■ **Given exercise**:
Arrange the lines below as a Markdown table with two columns, Row and Line. Number each row and leave out any blank lines.

────────────────────

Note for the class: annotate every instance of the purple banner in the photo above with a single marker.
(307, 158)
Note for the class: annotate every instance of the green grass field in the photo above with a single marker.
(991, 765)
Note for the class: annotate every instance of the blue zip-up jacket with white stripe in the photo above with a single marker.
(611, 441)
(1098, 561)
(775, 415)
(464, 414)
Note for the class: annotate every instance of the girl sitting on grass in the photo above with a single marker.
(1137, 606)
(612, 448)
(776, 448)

────────────────────

■ **Right answer**:
| Row | Line |
|---|---|
| 1 | Note for the class: annotate every instance of the purple banner in the photo above with a single marker. |
| 2 | (307, 158) |
| 3 | Note for the class: annotate every instance of the green grass field in the photo above with a single marker. |
| 4 | (991, 765) |
| 5 | Note for the class: annotate every instance of the blue zip-up jacket with white stripe in the photo above with a single marker. |
| 6 | (611, 441) |
| 7 | (1098, 561) |
| 8 | (775, 415) |
| 9 | (464, 414) |
| 10 | Note for the class: annotate every instance of the girl sitting on grass in the photo above with a single marker. |
| 11 | (1137, 606) |
| 12 | (612, 448) |
| 13 | (776, 448) |